--- BEGIN Supplied records ---

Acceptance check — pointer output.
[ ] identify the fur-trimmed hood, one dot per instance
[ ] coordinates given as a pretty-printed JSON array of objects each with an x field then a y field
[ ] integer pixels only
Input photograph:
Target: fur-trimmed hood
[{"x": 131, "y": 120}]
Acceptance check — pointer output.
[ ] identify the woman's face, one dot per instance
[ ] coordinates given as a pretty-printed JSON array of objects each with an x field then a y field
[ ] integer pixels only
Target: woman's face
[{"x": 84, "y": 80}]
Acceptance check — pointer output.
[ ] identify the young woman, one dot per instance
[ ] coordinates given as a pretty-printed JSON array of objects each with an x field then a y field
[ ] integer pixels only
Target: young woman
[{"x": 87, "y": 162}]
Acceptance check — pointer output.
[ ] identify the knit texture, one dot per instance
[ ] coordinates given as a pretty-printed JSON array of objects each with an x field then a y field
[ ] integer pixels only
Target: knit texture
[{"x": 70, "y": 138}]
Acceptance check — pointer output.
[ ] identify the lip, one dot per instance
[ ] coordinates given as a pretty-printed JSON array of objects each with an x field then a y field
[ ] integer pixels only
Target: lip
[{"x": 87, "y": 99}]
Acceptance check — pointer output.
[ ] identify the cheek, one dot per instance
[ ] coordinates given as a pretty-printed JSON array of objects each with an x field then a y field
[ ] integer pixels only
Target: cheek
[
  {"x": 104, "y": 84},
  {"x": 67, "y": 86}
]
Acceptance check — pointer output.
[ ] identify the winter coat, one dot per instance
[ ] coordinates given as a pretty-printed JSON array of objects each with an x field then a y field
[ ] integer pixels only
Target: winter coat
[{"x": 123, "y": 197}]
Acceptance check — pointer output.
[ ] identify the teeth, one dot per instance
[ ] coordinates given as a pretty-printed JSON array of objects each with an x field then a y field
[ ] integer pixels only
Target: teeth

--- END Supplied records ---

Transcribe the full listing above without leaving anything out.

Acceptance check — pointer output.
[ ] identify the fur-trimmed hood, one dot per instance
[ ] coordinates given as a pretty-printed JSON array of objects each with an x field then a y field
[ ] integer pixels only
Input photograph:
Target: fur-trimmed hood
[{"x": 131, "y": 120}]
Acceptance check — pointer output.
[ ] identify the woman's face, one dot per instance
[ ] coordinates given as a pretty-printed JSON array of objects each with an x field then a y field
[ ] integer pixels only
Target: woman's face
[{"x": 84, "y": 80}]
Acceptance check — pointer output.
[ ] identify the young woman, one dot per instance
[ ] coordinates given as a pretty-printed JSON array of objects each with an x field then a y field
[ ] integer pixels only
Target: young woman
[{"x": 87, "y": 162}]
Acceptance check — pointer output.
[ ] identify the knit texture, one dot per instance
[ ] coordinates given as a pretty-printed JSON array of objects each with an x field then a y field
[ ] integer pixels only
Target: knit texture
[{"x": 70, "y": 138}]
Acceptance check — pointer output.
[ ] identify the lip, one dot per instance
[ ] coordinates given as a pretty-printed JSON array of objects each with an x field then a y field
[ ] integer pixels only
Target: lip
[{"x": 87, "y": 99}]
Acceptance check — pointer output.
[ ] identify the cheek, one dot per instance
[ ] coordinates given as a pretty-printed JSON array of objects each with an x field then a y field
[ ] integer pixels only
Target: cheek
[
  {"x": 104, "y": 84},
  {"x": 67, "y": 86}
]
Acceptance check — pointer output.
[ ] identify the winter coat, one dot per instance
[ ] coordinates given as a pretty-printed JSON array of objects each with an x field then a y field
[ ] integer pixels only
Target: winter coat
[{"x": 123, "y": 197}]
Acceptance check — pointer output.
[ ] identify the teeth, one dot per instance
[ ] coordinates given as a pretty-printed JSON array of objects each with an x field then a y field
[ ] integer pixels only
Target: teeth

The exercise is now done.